Reproduce, without any alteration, the passage of the article below on the bitcoin laundering case starting at "A former Chinese" and ending at "international Jewelry Company.".

> EXCERPT PROVIDED
--*--

A former Chinese takeaway worker Jian Wen has been caught and convicted of a crime involving money laundering of 61,000 bitcoins worth about £2 billion ($2.53 billion).

The 42-year old lived in a simple flat above a restaurant in Leeds. She got involved in the crime of converting cryptocurrencies to physical properties like houses and pieces of jewelry. 

Wen’s Suspicious Lifestyle

According to the Crime Prosecution Service (CPS), Wen moved into a new apartment in 2017, paying £17,000 ($21,500) per month for a six-bedroom house. She claimed to work for a big international Jewelry Company. 

Wen bought an E-class Mercedes Benz worth £25,000 ($31,660). Further, she moved her son to the UK and enrolled him in Heathside Preparatory School where she pays £6,000 ($7,600) per term.

--*--

> DATA SHOWN
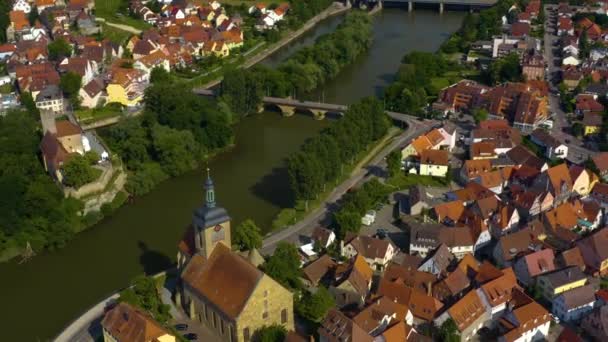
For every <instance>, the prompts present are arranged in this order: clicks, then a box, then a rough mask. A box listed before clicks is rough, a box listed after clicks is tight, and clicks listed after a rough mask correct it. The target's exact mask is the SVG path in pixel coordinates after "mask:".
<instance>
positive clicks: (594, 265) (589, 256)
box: [576, 228, 608, 275]
mask: <svg viewBox="0 0 608 342" xmlns="http://www.w3.org/2000/svg"><path fill="white" fill-rule="evenodd" d="M576 246H577V247H578V248H579V250H580V252H581V255H582V256H583V260H584V262H585V266H586V270H585V271H586V272H588V273H591V274H601V275H604V274H606V271H607V270H608V248H606V246H608V228H602V229H600V230H598V231H597V232H595V233H593V234H592V235H589V236H587V237H585V238H583V239H581V240H579V241H577V242H576Z"/></svg>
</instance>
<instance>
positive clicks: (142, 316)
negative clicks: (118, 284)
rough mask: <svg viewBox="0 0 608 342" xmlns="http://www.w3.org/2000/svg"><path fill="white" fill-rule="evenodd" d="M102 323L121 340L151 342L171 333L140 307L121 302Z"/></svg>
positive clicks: (108, 313)
mask: <svg viewBox="0 0 608 342" xmlns="http://www.w3.org/2000/svg"><path fill="white" fill-rule="evenodd" d="M101 325H102V326H103V328H104V329H105V330H107V331H108V332H109V333H110V334H111V335H112V337H114V338H115V339H116V340H117V341H120V342H150V341H158V338H159V337H161V336H164V335H168V334H169V333H168V332H167V331H166V330H165V329H164V328H162V327H161V325H160V324H159V323H158V322H156V321H155V320H154V319H152V318H151V317H150V316H148V314H146V313H144V312H143V311H142V310H140V309H136V308H134V307H132V306H131V305H129V304H127V303H119V304H118V305H117V306H116V307H114V308H113V309H112V310H110V311H108V312H107V313H106V315H105V316H104V318H103V321H102V322H101Z"/></svg>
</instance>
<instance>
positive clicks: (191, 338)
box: [184, 333, 198, 341]
mask: <svg viewBox="0 0 608 342" xmlns="http://www.w3.org/2000/svg"><path fill="white" fill-rule="evenodd" d="M184 337H185V338H186V339H187V340H190V341H196V340H198V335H197V334H195V333H189V334H185V335H184Z"/></svg>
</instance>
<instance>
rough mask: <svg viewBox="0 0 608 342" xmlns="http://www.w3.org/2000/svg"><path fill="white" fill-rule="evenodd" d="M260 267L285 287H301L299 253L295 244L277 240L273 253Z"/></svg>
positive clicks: (271, 276) (265, 271)
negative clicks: (278, 243) (293, 244)
mask: <svg viewBox="0 0 608 342" xmlns="http://www.w3.org/2000/svg"><path fill="white" fill-rule="evenodd" d="M262 268H263V269H264V272H266V274H268V275H269V276H270V277H272V278H273V279H274V280H276V281H278V282H279V283H280V284H281V285H283V286H285V287H287V288H291V289H299V288H301V287H302V283H301V280H300V276H301V270H300V255H299V253H298V250H297V248H296V246H294V245H293V244H291V243H288V242H285V241H282V242H279V244H278V245H277V248H276V249H275V251H274V253H273V254H272V256H271V257H269V258H268V260H267V261H266V262H265V263H264V265H263V267H262Z"/></svg>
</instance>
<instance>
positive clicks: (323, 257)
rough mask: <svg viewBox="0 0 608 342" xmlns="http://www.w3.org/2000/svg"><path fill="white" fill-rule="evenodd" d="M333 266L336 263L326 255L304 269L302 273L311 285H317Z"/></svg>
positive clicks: (334, 265)
mask: <svg viewBox="0 0 608 342" xmlns="http://www.w3.org/2000/svg"><path fill="white" fill-rule="evenodd" d="M335 266H336V262H335V261H333V260H332V258H331V257H330V256H329V255H328V254H324V255H323V256H321V257H320V258H319V259H317V260H315V261H313V262H311V263H310V264H308V265H307V266H306V267H304V268H303V269H302V273H304V276H305V277H306V278H307V279H308V280H310V281H311V282H312V283H313V284H317V283H318V282H319V281H320V280H321V279H322V278H323V276H325V275H326V274H327V273H328V272H329V271H330V270H331V269H333V268H334V267H335Z"/></svg>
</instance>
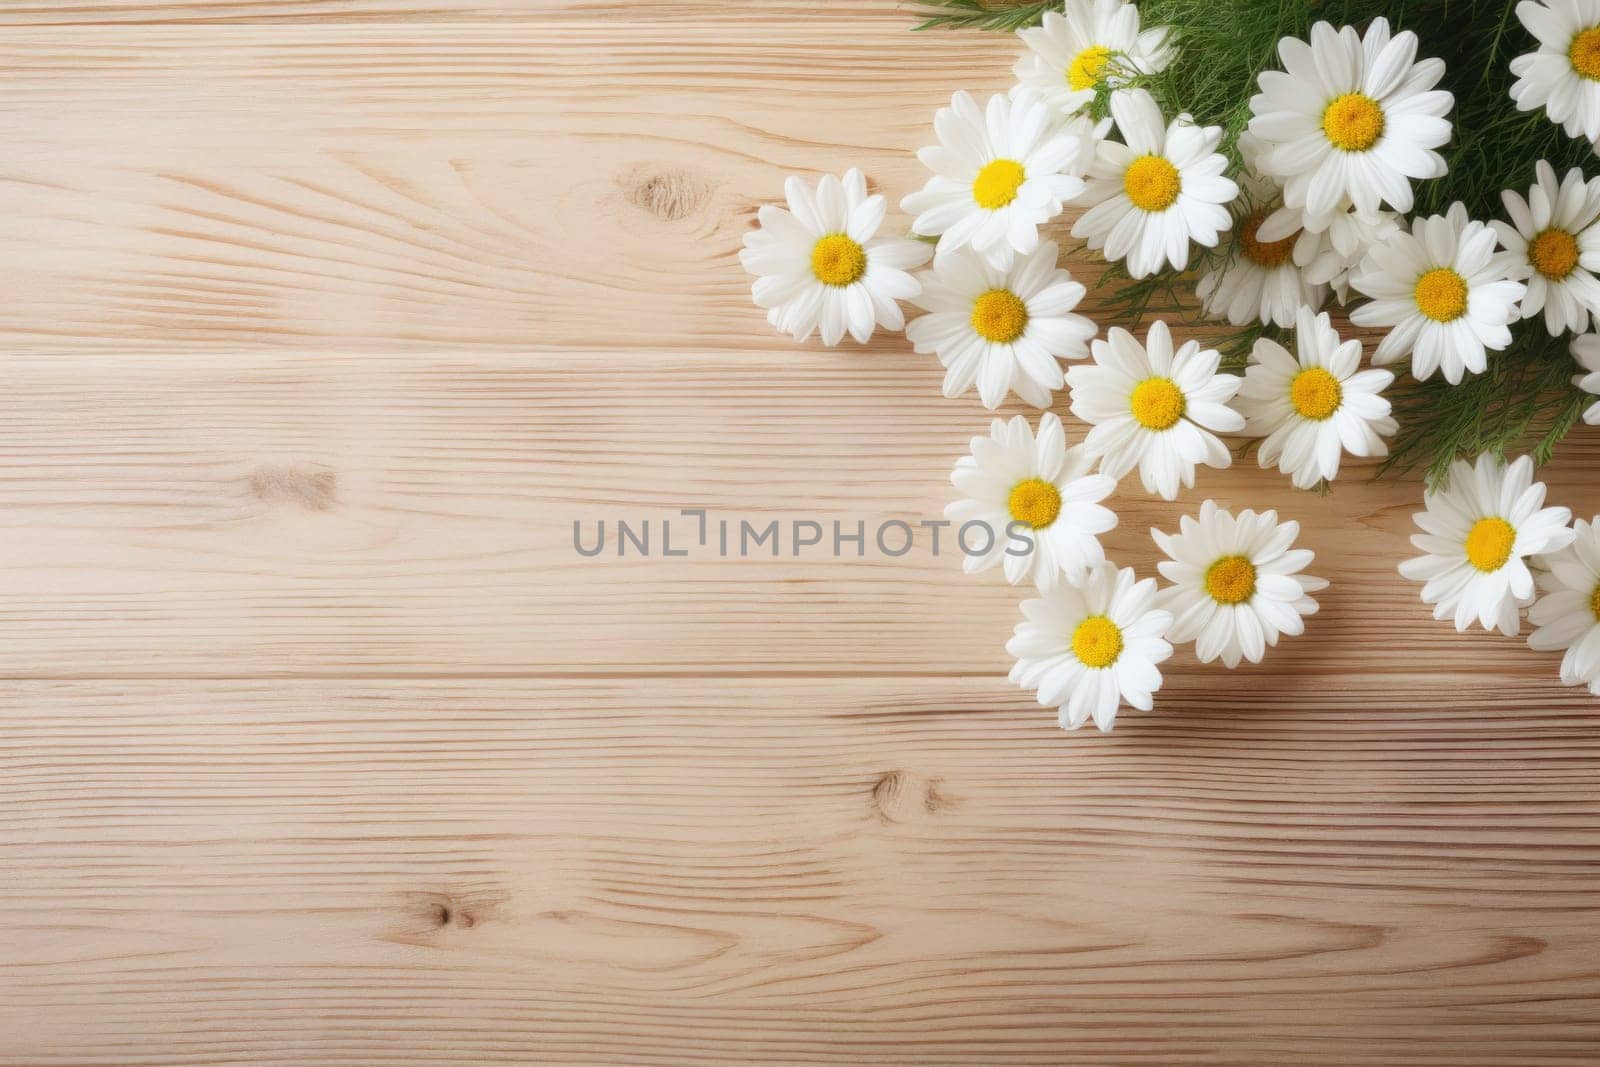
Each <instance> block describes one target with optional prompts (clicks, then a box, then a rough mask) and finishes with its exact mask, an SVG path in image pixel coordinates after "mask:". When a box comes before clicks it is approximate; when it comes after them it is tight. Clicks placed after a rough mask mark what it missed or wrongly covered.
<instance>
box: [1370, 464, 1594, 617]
mask: <svg viewBox="0 0 1600 1067" xmlns="http://www.w3.org/2000/svg"><path fill="white" fill-rule="evenodd" d="M1422 504H1424V507H1426V509H1427V510H1422V512H1418V514H1416V515H1413V517H1411V518H1413V522H1416V525H1418V526H1419V528H1421V530H1422V533H1419V534H1411V544H1413V545H1416V547H1418V549H1419V550H1421V552H1424V553H1426V555H1419V557H1416V558H1411V560H1406V561H1405V563H1402V565H1400V574H1402V576H1403V577H1408V579H1411V581H1413V582H1426V584H1424V585H1422V603H1429V605H1434V617H1435V619H1450V617H1454V621H1456V630H1466V629H1467V627H1469V625H1470V624H1472V621H1474V619H1477V621H1478V624H1480V625H1482V627H1483V629H1486V630H1488V629H1498V630H1499V632H1501V633H1504V635H1507V637H1517V632H1518V630H1520V629H1522V619H1520V617H1518V614H1520V609H1522V608H1525V606H1526V605H1528V603H1530V601H1531V600H1533V573H1531V571H1530V569H1528V565H1526V563H1525V560H1526V558H1528V557H1530V555H1542V553H1546V552H1558V550H1562V549H1565V547H1566V545H1570V544H1571V542H1573V537H1574V534H1573V530H1571V528H1570V526H1568V525H1566V523H1568V522H1571V518H1573V514H1571V512H1570V510H1566V509H1565V507H1544V483H1542V482H1534V480H1533V461H1531V459H1528V458H1526V456H1523V458H1522V459H1518V461H1517V462H1514V464H1512V466H1510V467H1507V466H1506V462H1504V461H1502V459H1496V458H1494V456H1490V454H1488V453H1485V454H1482V456H1478V459H1477V464H1467V462H1466V461H1464V459H1458V461H1456V462H1453V464H1451V466H1450V485H1448V488H1445V490H1438V491H1432V493H1427V494H1424V496H1422Z"/></svg>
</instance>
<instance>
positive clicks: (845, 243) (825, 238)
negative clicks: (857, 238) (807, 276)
mask: <svg viewBox="0 0 1600 1067" xmlns="http://www.w3.org/2000/svg"><path fill="white" fill-rule="evenodd" d="M866 272H867V253H866V250H864V248H862V246H861V245H858V243H856V242H853V240H850V238H848V237H845V235H843V234H829V235H827V237H824V238H822V240H819V242H818V243H816V246H814V248H813V250H811V274H814V275H816V280H818V282H821V283H822V285H854V283H856V282H859V280H861V275H864V274H866Z"/></svg>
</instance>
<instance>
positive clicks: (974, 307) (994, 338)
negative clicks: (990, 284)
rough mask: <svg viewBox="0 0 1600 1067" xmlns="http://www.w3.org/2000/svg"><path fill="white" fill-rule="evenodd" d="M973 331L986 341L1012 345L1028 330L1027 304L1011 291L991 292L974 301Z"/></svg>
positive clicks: (980, 296) (1010, 290)
mask: <svg viewBox="0 0 1600 1067" xmlns="http://www.w3.org/2000/svg"><path fill="white" fill-rule="evenodd" d="M973 330H976V331H978V336H979V338H982V339H984V341H995V342H998V344H1011V342H1013V341H1016V339H1018V338H1021V336H1022V331H1024V330H1027V304H1024V302H1022V298H1019V296H1018V294H1016V293H1013V291H1011V290H989V291H987V293H984V294H982V296H979V298H978V299H976V301H973Z"/></svg>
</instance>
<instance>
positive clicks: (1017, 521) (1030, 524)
mask: <svg viewBox="0 0 1600 1067" xmlns="http://www.w3.org/2000/svg"><path fill="white" fill-rule="evenodd" d="M1006 506H1008V507H1010V509H1011V518H1014V520H1016V522H1019V523H1027V525H1029V526H1032V528H1034V530H1043V528H1045V526H1048V525H1050V523H1053V522H1056V515H1059V514H1061V490H1058V488H1056V486H1053V485H1050V483H1048V482H1045V480H1043V478H1029V480H1027V482H1018V483H1016V486H1014V488H1013V490H1011V498H1010V499H1008V501H1006Z"/></svg>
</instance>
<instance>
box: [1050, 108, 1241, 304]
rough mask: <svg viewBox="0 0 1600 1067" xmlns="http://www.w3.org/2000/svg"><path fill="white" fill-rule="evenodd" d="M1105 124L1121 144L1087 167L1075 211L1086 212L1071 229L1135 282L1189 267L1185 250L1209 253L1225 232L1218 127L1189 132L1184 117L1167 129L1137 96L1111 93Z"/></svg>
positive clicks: (1098, 157)
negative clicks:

--*--

> RESULT BELOW
A former Chinese takeaway worker Jian Wen has been caught and convicted of a crime involving money laundering of 61,000 bitcoins worth about £2 billion ($2.53 billion).

The 42-year old lived in a simple flat above a restaurant in Leeds. She got involved in the crime of converting cryptocurrencies to physical properties like houses and pieces of jewelry. 

Wen’s Suspicious Lifestyle

According to the Crime Prosecution Service (CPS), Wen moved into a new apartment in 2017, paying £17,000 ($21,500) per month for a six-bedroom house. She claimed to work for a big international Jewelry Company.